- **SOURCE EXTRACT**
....................

MARK MAZZETTI: It was—I mean, it was very interesting that the first—that the first strike in Pakistan was, I mean, not a senior al-Qaeda leader, but it was an enemy of the state of Pakistan. And, I mean, it should be pointed out that Nek Muhammad was certainly helping and facilitating aspects of al-Qaeda, but again, if you look at high-value target lists that the United States had at the time, he was not one of them. This really paved the way for what we’ve seen is the escalation of the drone wars. It took several years for them to escalate. It was not—there was maybe a handful or maybe a dozen drone strikes from that point in 2004 up until 2008, when at the end of the Bush administration President Bush really started ramping it up, and then President Obama ramped it up even further.
NERMEEN SHAIKH: But can you also talk about the case of Raymond Davis? You say that that, what happened with him, a private contractor hired by the CIA, is more controversial in Pakistan even than the raid that captured and killed Osama bin Laden.
MARK MAZZETTI: When I went to Pakistan last year to do reporting for the book, I had been interested in the Raymond Davis episode, but it wasn’t until I went there and you talk to people—government officials, people on the street—that you realize that Raymond Davis, he has become sort of the bogeyman in Pakistan. It’s an episode that’s largely forgotten in the United States, because the Osama bin Laden raid happened about a month later, after Davis was released, and so that was forgotten. But Raymond Davis is—came to exemplify, in many—in the minds of many Pakistanis, that the sort of CIA had—was conducting this secret war in Pakistan under the noses of the government and that Davis was part of this army. He was in—
AMY GOODMAN: Explain who he was and what happened.

....................

- **RECORD EXCERPTS**

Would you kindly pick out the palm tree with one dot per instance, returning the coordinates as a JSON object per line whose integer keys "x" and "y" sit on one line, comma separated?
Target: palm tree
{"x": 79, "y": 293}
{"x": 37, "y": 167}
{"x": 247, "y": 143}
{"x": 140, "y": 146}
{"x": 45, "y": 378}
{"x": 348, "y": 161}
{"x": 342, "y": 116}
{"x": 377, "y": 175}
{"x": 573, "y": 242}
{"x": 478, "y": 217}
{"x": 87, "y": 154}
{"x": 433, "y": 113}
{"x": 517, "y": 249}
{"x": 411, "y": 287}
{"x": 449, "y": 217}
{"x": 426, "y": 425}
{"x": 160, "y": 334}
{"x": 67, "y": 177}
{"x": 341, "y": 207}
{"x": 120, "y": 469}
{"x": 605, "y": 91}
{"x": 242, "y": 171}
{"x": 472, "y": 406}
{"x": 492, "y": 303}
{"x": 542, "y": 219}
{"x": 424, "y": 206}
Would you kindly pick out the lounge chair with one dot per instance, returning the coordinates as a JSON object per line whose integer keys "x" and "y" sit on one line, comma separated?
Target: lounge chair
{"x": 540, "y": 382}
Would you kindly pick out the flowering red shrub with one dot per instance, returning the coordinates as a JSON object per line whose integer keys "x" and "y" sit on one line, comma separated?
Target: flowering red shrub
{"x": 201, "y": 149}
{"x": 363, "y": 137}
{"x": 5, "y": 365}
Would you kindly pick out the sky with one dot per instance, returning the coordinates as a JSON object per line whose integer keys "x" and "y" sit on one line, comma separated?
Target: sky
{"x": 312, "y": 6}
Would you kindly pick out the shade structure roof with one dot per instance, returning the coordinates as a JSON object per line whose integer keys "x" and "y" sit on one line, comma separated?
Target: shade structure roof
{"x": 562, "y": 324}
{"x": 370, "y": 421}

....................

- **EXERCISE**
Continue the interview transcript on CIA drone strikes in Pakistan and the Raymond Davis case, starting after its final line.

- **ANSWER SECTION**
MARK MAZZETTI: Yeah, so, Raymond Davis was a CIA contractor, a former special forces soldier, hired by the CIA, working in Lahore, Pakistan, where there was a group of CIA officers who were trying to gather intelligence about Lashkar-e-Taiba, which is a Pakistani militant group. Davis, in late January 2011, was navigating the streets of Lahore. There is conflicting, still, accounts of the story, but he was approached by two men, and he—whom he said were brandishing weapons, and he shot—he shot them. And then things, after that, even got further out of control when an American vehicle showed up at the scene to rescue Davis and killed a motorcyclist. So that would be a—that’s a third victim. And that car drives away, and Davis is left there, and then he’s quickly taken into custody by the police in Lahore.
NERMEEN SHAIKH: But can we assume from this case that there are episodes like this that are more widespread—in other words, the use of private contractors who do the work like Raymond Davis was doing in Pakistan, except their work is just better concealed? He just happened to be caught, as it were.
MARK MAZZETTI: Yeah, certainly the CIA and the military have hired private contractors to do intelligence gathering. The private intelligence business is something that is booming. And what you saw was the CIA, after 9/11, was so stretched by these various wars, that’s why they would be turning to companies like Blackwater and other private security firms that could provide the resources. So, Davis—I mean, again, in Pakistan, the sort of—it was the sort of ultimate in conspiracies. He was a former soldier. He was a former Blackwater employee. He worked for the CIA. And so, it was—it seemed to confirm a lot of the worst conspiracies.
AMY GOODMAN: Let’s go to President Obama in 2011 describing Raymond Davis as a diplomat.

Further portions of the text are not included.